* **Selection**:
::::

This is the mail archive of the
cygwin
mailing list for the Cygwin project.
[PATCH] Add "@cjknarrow" modifier (was Re: [Fwd: [1.7] wcwidth failing configure tests])
On Jun 14 22:18, IWAMURO Motonori wrote:
> 2009/6/13 Corinna Vinschen
> > The problem appears to be that there is no standard for the handling
> > of ambiguous characters.
>
> Yes, but the guideline exists.
> http://cygwin.com/ml/cygwin/2009-05/msg00444.html
A single mail in a single mailing list of a single project. That's rather
a suggestion than a guideline...
> > > Ambiguous characters behave like wide or narrow characters depending
> > > on the context (language tag, script identification, associated
> > > font, source of data, or explicit markup; all can provide the
> > > context). If the context cannot be established reliably, they should
> > > be treated as narrow characters by default.
>
> > Define the default for ja, ko, and zh to use width = 2, with a
> > @cjknarrow (or whatever) modifier to use width = 1.
>
> I think it is good idea.
If everybody agrees to this suggestion, here's the patch. Tested
with various combinations like
LANG=ja_JP.UTF-8@cjknarrow
LANG=ja_JP@cjknarrow
LANG=ja.UTF-8@cjknarrow
LANG=ja@cjknarrow
Corinna
* libc/locale/locale.c (loadlocale): Add handling of "@cjknarrow"
modifier on _MB_CAPABLE targets. Add comment to explain.
Index: libc/locale/locale.c
===================================================================
RCS file: /cvs/src/src/newlib/libc/locale/locale.c,v
retrieving revision 1.20
diff -u -p -r1.20 locale.c
--- libc/locale/locale.c 3 Jun 2009 19:28:22 -0000 1.20
+++ libc/locale/locale.c 15 Jun 2009 08:40:46 -0000
@@ -397,6 +397,9 @@ loadlocale(struct _reent *p, int categor
int (*l_wctomb) (struct _reent *, char *, wchar_t, const char *, mbstate_t *);
int (*l_mbtowc) (struct _reent *, wchar_t *, const char *, size_t,
const char *, mbstate_t *);
+#ifdef _MB_CAPABLE
+ int cjknarrow = 0;
+#endif
/* "POSIX" is translated to "C", as on Linux. */
if (!strcmp (locale, "POSIX"))
@@ -427,10 +430,14 @@ loadlocale(struct _reent *p, int categor
if (c[0] == '.')
{
/* Charset */
- strcpy (charset, c + 1);
- if ((c = strchr (charset, '@')))

::::

* **Dataset rows**:

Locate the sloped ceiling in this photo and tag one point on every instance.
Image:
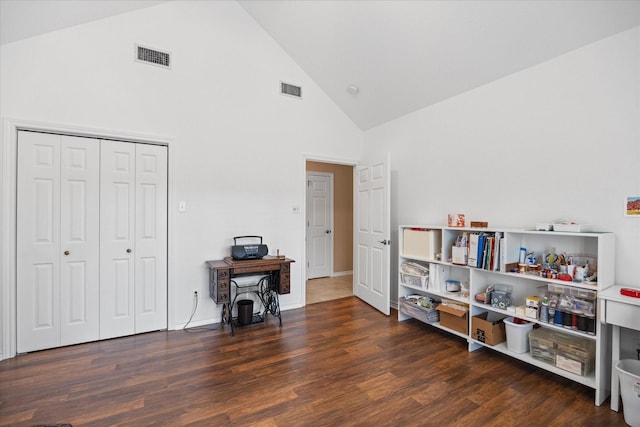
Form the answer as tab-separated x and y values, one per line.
401	55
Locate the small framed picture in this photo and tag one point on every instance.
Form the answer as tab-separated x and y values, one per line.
632	206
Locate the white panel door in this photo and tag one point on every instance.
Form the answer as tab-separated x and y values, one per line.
38	242
80	240
117	213
151	238
319	225
57	240
372	235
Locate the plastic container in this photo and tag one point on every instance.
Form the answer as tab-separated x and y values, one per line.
629	373
517	335
245	312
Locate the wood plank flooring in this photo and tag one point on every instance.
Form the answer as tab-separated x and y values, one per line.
331	364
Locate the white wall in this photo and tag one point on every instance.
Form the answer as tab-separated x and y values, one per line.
237	147
558	140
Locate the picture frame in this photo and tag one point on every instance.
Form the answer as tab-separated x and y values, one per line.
632	207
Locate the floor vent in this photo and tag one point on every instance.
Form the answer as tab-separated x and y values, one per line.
291	90
153	56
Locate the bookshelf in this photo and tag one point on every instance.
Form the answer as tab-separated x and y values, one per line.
498	263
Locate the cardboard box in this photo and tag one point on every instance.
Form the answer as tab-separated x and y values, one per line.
421	243
454	318
459	255
488	328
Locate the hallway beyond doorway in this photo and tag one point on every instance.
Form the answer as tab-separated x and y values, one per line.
329	288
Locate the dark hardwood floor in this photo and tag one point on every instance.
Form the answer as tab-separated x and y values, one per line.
334	363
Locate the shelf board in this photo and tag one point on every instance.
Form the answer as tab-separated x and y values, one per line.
588	380
449	295
543	324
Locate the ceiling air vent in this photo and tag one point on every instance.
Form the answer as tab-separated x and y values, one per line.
153	56
290	90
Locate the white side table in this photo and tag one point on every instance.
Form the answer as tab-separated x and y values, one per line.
618	311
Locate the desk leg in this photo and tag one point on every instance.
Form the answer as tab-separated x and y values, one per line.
615	356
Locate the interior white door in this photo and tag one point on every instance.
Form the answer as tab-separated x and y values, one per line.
151	238
117	213
57	240
373	212
319	224
80	240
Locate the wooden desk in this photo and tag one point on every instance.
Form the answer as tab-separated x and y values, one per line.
619	311
224	290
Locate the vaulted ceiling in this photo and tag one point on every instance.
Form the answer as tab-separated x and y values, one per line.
379	60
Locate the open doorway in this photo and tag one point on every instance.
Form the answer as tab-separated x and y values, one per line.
335	278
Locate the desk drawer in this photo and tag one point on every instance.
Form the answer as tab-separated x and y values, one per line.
621	314
219	286
284	285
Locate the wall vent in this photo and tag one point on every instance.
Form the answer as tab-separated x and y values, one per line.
153	56
290	90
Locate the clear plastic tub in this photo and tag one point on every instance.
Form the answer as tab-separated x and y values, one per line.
517	335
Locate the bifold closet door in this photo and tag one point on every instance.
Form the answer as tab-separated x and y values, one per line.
133	238
57	240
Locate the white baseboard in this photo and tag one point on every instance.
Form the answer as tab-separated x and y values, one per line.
341	273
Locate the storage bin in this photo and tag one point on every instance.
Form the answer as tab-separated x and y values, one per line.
245	311
409	307
629	374
454	316
568	352
421	243
517	335
413	280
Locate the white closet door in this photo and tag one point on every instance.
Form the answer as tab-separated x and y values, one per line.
80	240
151	238
117	209
38	242
57	240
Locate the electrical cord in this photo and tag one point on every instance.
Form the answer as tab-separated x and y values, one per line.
193	312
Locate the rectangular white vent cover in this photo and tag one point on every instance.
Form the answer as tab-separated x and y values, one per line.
153	56
290	90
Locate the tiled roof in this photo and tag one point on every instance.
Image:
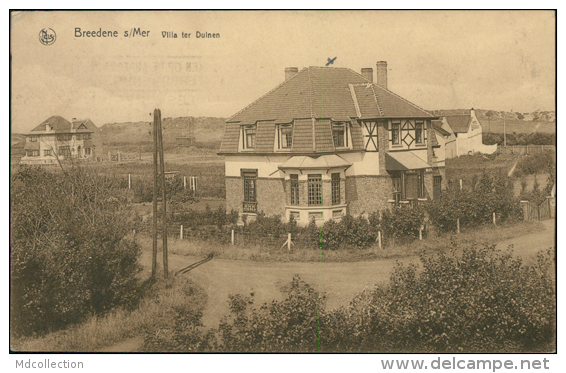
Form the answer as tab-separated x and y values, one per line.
459	123
62	125
318	93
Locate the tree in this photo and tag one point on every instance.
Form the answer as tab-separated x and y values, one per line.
71	255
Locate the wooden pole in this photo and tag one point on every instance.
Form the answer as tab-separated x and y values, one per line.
154	230
164	201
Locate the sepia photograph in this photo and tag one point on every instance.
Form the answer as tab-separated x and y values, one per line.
340	182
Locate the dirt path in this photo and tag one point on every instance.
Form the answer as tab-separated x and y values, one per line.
340	281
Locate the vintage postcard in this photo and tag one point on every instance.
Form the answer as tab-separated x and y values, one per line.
284	182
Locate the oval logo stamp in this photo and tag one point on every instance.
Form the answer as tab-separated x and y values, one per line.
47	36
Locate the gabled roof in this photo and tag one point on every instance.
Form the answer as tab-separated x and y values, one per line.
459	123
57	123
437	125
327	92
61	125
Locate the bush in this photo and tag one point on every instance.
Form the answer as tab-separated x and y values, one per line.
476	206
476	300
70	252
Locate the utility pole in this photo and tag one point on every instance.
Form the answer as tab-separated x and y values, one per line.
504	133
154	231
164	200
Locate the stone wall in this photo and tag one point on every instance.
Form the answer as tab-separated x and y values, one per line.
368	193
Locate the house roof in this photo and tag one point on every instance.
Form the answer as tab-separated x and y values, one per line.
327	92
459	123
62	125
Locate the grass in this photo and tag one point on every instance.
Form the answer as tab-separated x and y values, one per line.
154	311
261	253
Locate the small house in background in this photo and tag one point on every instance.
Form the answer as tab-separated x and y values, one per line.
328	142
58	139
466	135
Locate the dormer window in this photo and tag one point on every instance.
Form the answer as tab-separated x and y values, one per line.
285	136
248	137
340	134
419	129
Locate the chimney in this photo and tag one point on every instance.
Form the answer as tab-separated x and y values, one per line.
290	72
382	74
367	72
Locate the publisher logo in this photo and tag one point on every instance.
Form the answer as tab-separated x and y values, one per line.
47	36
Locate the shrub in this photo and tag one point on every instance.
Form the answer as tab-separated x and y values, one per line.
474	300
70	252
476	206
402	222
279	326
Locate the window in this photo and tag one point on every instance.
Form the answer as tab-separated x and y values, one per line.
337	214
419	127
397	190
340	135
250	197
65	137
249	137
296	215
315	189
395	133
294	189
336	189
285	137
65	151
315	215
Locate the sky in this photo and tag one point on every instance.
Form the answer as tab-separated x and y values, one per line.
498	60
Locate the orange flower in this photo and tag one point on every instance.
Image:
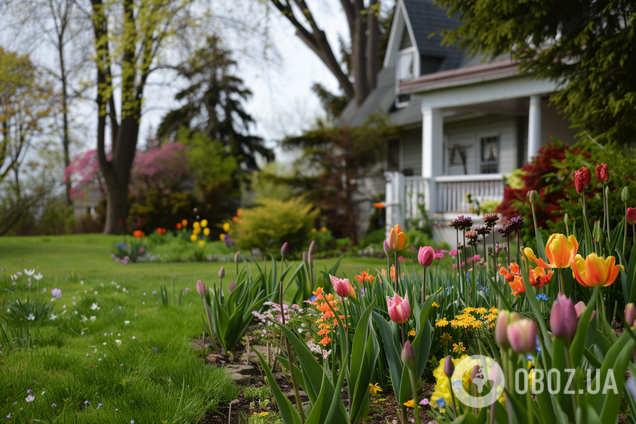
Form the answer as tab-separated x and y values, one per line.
517	285
325	341
560	251
365	276
539	277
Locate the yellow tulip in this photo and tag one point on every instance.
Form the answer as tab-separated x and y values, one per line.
560	251
594	271
397	239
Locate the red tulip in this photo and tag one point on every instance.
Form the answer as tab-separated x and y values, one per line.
582	179
426	256
563	318
601	172
399	309
631	215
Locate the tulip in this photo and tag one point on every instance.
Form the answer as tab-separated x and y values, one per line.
397	239
630	314
595	271
631	216
503	320
601	172
342	286
563	318
201	288
387	248
399	309
426	256
522	336
582	179
449	366
408	355
560	251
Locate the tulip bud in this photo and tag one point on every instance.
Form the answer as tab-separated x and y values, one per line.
426	256
408	355
563	319
631	216
625	194
503	320
522	336
601	172
387	248
630	314
582	179
449	366
201	288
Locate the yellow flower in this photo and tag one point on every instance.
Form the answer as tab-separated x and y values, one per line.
459	347
374	389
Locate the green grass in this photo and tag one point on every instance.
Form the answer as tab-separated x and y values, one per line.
153	376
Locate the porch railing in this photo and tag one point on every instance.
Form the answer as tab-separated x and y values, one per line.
452	189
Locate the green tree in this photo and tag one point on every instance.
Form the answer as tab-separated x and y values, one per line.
129	35
213	105
587	46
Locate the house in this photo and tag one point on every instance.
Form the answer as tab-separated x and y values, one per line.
465	124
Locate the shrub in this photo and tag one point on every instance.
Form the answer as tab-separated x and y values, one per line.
273	223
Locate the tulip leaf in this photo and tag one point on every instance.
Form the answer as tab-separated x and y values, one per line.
287	412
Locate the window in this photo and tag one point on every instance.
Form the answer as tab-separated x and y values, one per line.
489	154
393	155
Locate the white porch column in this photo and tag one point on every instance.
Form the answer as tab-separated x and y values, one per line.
534	127
432	154
394	200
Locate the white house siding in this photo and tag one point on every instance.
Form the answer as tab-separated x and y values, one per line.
554	124
412	151
468	133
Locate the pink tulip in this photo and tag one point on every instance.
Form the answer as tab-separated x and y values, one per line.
399	309
426	256
522	335
341	286
201	288
563	319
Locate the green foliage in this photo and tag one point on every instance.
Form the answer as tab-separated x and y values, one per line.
273	223
579	44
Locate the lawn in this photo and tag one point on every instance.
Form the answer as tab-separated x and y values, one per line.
113	352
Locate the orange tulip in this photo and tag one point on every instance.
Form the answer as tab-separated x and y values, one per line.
560	251
397	239
594	271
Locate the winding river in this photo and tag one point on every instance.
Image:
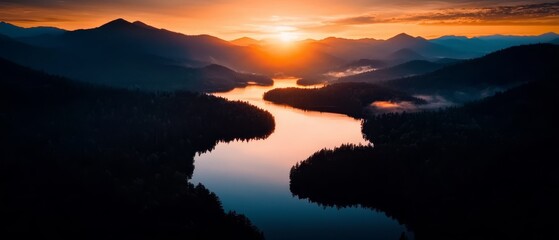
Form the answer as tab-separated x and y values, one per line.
252	177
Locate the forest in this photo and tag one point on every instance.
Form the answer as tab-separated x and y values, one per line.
346	98
87	162
482	171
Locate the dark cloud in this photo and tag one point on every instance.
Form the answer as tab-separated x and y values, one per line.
355	20
524	14
543	12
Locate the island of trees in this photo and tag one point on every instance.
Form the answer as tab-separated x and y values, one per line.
86	162
346	98
486	170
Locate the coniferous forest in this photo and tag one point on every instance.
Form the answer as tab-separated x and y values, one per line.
482	171
90	162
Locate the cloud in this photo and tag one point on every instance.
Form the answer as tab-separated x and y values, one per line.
543	13
366	19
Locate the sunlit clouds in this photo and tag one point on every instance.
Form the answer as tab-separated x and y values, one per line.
291	20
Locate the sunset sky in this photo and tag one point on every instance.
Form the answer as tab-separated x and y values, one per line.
297	19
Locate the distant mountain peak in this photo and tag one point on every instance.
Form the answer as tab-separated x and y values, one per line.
120	22
549	34
401	36
142	24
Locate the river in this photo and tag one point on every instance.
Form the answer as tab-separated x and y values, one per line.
252	177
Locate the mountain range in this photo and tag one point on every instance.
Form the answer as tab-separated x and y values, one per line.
137	55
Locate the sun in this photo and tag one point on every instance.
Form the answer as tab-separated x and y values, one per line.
287	37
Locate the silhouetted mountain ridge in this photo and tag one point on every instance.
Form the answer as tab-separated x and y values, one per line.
479	77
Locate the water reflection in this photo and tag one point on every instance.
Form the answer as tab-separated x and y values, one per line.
253	177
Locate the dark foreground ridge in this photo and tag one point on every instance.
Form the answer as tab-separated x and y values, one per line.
86	162
487	170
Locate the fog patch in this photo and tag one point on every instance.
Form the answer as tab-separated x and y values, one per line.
351	71
432	102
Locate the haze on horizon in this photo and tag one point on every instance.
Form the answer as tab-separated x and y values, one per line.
297	19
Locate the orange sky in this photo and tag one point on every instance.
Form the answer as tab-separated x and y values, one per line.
298	19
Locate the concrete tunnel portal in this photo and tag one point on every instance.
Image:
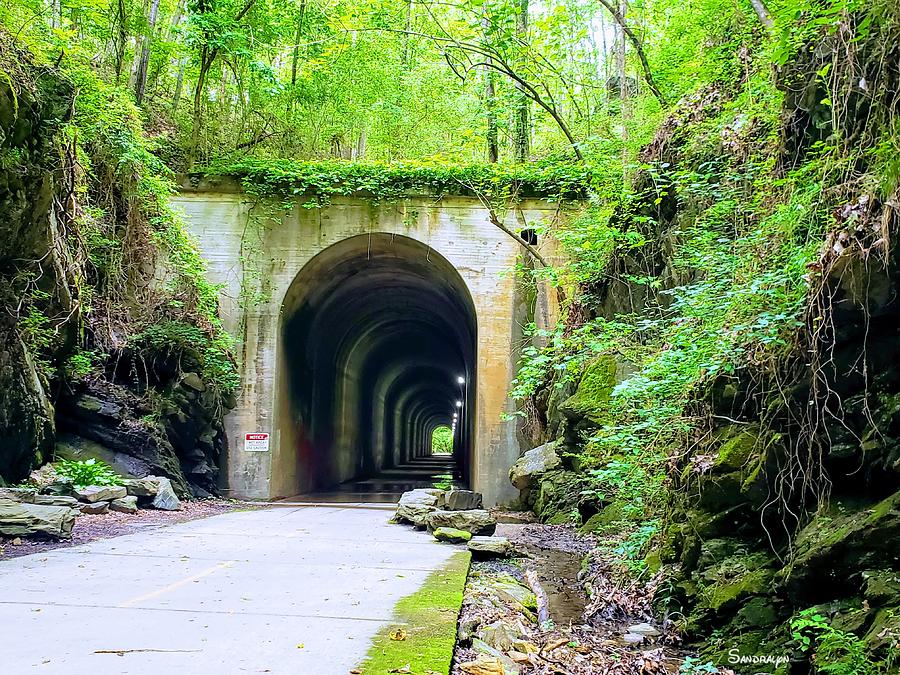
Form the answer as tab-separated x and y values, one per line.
378	342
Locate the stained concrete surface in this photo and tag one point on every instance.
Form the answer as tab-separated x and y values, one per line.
386	487
282	590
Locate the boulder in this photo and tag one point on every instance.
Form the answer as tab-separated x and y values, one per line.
166	499
841	541
463	500
61	488
451	535
95	509
499	635
483	665
513	593
490	547
22	495
507	665
591	399
124	504
475	521
142	487
26	413
415	505
18	519
532	464
100	493
644	629
55	500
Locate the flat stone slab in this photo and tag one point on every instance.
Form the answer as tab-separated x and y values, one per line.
100	493
490	546
452	535
281	590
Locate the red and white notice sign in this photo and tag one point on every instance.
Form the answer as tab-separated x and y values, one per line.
256	442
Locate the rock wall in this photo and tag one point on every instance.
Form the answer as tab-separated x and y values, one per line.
788	502
141	405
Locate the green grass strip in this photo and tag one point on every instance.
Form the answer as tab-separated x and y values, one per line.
427	622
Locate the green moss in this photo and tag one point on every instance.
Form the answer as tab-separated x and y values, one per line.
591	399
736	578
617	512
322	180
560	518
722	595
428	620
736	451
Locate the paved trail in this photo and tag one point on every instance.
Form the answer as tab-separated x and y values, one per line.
299	591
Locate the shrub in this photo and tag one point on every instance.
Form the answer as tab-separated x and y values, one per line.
87	472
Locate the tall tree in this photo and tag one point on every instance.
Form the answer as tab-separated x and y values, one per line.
522	123
141	75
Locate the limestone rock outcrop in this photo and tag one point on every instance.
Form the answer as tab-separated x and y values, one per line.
18	519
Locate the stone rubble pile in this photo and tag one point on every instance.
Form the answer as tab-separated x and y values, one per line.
453	516
50	511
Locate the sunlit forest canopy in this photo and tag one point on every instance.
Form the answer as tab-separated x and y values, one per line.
391	79
441	441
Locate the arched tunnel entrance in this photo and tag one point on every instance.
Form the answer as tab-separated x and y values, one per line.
378	347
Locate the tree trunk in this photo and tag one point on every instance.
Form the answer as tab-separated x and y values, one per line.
295	59
490	102
522	123
121	38
762	11
636	43
141	79
206	60
179	84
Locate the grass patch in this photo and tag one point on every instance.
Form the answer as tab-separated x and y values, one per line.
426	620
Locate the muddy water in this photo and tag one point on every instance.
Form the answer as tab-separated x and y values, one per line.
557	572
556	562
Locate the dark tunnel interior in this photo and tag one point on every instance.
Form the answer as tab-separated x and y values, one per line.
379	336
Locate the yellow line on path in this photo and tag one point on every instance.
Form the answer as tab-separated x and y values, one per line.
177	584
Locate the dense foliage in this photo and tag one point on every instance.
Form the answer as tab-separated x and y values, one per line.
715	145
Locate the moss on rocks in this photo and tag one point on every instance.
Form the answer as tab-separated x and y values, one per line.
734	579
739	445
617	512
428	620
591	400
840	542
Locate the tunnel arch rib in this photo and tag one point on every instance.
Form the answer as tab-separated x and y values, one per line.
375	332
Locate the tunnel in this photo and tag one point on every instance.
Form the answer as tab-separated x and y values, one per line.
378	343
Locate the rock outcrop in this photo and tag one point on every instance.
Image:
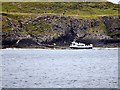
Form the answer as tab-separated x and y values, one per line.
62	30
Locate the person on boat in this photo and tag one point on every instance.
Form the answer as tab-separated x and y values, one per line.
14	24
63	13
28	36
54	44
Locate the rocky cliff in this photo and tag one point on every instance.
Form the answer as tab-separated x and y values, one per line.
62	30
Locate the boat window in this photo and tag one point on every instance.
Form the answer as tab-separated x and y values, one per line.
80	45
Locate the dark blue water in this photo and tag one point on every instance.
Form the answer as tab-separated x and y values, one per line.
42	68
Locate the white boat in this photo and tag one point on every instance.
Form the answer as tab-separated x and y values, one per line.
76	45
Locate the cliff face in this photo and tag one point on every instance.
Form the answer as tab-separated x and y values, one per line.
62	30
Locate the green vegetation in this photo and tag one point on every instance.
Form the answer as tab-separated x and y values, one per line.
98	30
70	8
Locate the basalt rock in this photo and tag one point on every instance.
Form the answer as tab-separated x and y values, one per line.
66	29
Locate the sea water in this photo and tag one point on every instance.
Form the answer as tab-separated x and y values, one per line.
67	68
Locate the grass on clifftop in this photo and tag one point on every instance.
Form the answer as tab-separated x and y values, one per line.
70	8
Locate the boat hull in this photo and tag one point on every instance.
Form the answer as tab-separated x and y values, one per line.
81	47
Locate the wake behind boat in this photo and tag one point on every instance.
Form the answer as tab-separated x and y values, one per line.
76	45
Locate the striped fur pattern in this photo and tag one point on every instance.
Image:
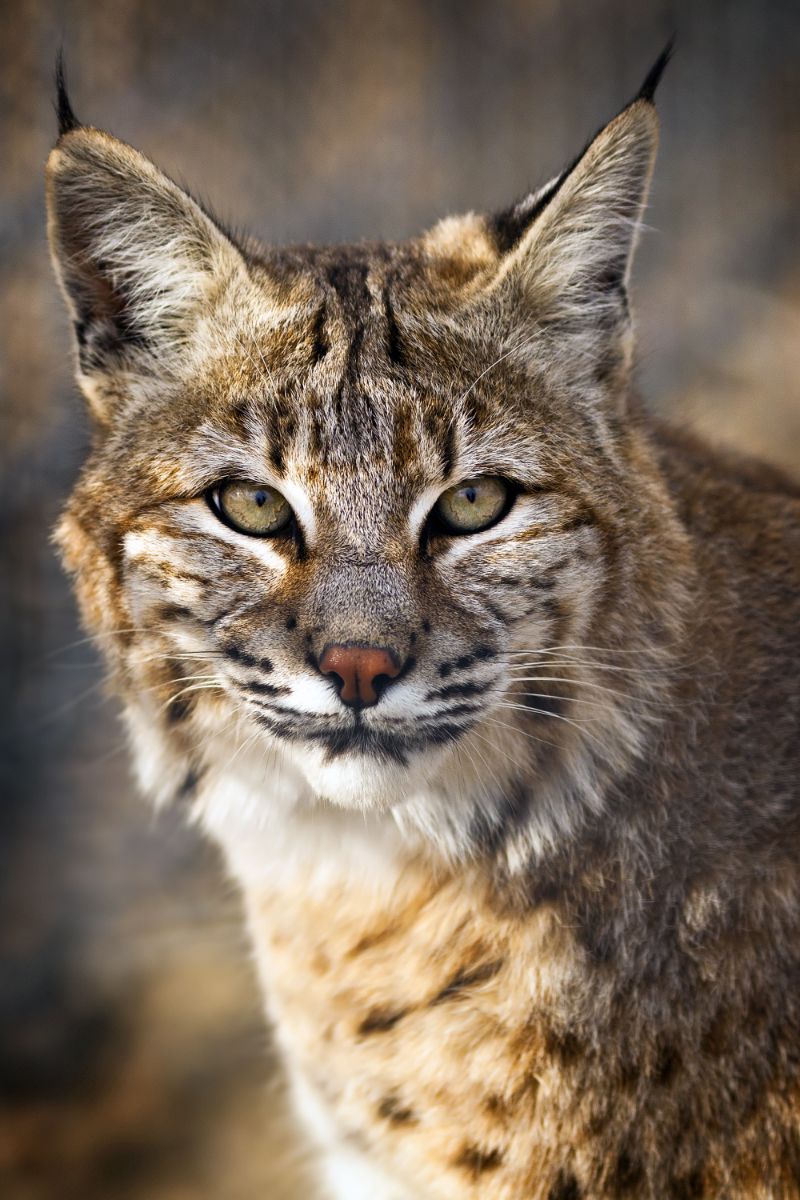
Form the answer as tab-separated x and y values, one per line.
529	925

::::

* **Your tasks**:
1) Reproduce the Cygwin mailing list post exactly, from "On Jun 14 22:18, IWAMURO" down to "characters by default.".
2) In the Cygwin mailing list post, what default width is suggested for ja, ko, and zh?
3) Extend the Cygwin mailing list post, starting right after its last line.

* **The replies**:
1)
On Jun 14 22:18, IWAMURO Motonori wrote:
> 2009/6/13 Corinna Vinschen
> > The problem appears to be that there is no standard for the handling
> > of ambiguous characters.
>
> Yes, but the guideline exists.
> http://cygwin.com/ml/cygwin/2009-05/msg00444.html
A single mail in a single mailing list of a single project. That's rather
a suggestion than a guideline...
> > > Ambiguous characters behave like wide or narrow characters depending
> > > on the context (language tag, script identification, associated
> > > font, source of data, or explicit markup; all can provide the
> > > context). If the context cannot be established reliably, they should
> > > be treated as narrow characters by default.

2) A width of 2.

3)
+ char *chp;
+
+ ++c;
+ strcpy (charset, c);
+ if ((chp = strchr (charset, '@')))
/* Strip off modifier */
- *c = '\0';
+ *chp = '\0';
+ c += strlen (charset);
}
else if (c[0] == '\0' || c[0] == '@')
/* End of string or just a modifier */
@@ -442,6 +449,17 @@ loadlocale(struct _reent *p, int categor
else
/* Invalid string */
return NULL;
+#ifdef _MB_CAPABLE
+ if (c[0] == '@')
+ {
+ /* Modifier */
+ /* Only one modifier is recognized right now. "cjknarrow" is used
+ to modify the behaviour of wcwidth() for East Asian languages.
+ For details see the comment at the end of this function. */
+ if (!strcmp (c + 1, "cjknarrow"))
+ cjknarrow = 1;
+ }
+#endif
}
/* We only support this subset of charsets. */
switch (charset[0])
@@ -604,13 +622,15 @@ loadlocale(struct _reent *p, int categor
__mbtowc = l_mbtowc;
__set_ctype (charset);
/* Check for the language part of the locale specifier. In case
- of "ja", "ko", or "zh", assume the use of CJK fonts. This is
- stored in lc_ctype_cjk_lang and tested in wcwidth() to figure
- out the width to return (1 or 2) for the "CJK Ambiguous Width"
- category of characters. */
- lc_ctype_cjk_lang = (strncmp (locale, "ja", 2) == 0
- || strncmp (locale, "ko", 2) == 0
- || strncmp (locale, "zh", 2) == 0);
+ of "ja", "ko", or "zh", assume the use of CJK fonts, unless the
+ "@cjknarrow" modifier has been specifed.
+ The result is stored in lc_ctype_cjk_lang and tested in wcwidth()
+ to figure out the width to return (1 or 2) for the "CJK Ambiguous
+ Width" category of characters. */
+ lc_ctype_cjk_lang = !cjknarrow
+ && ((strncmp (locale, "ja", 2) == 0
+ || strncmp (locale, "ko", 2) == 0
+ || strncmp (locale, "zh", 2) == 0));
#endif
}
else if (category == LC_MESSAGES)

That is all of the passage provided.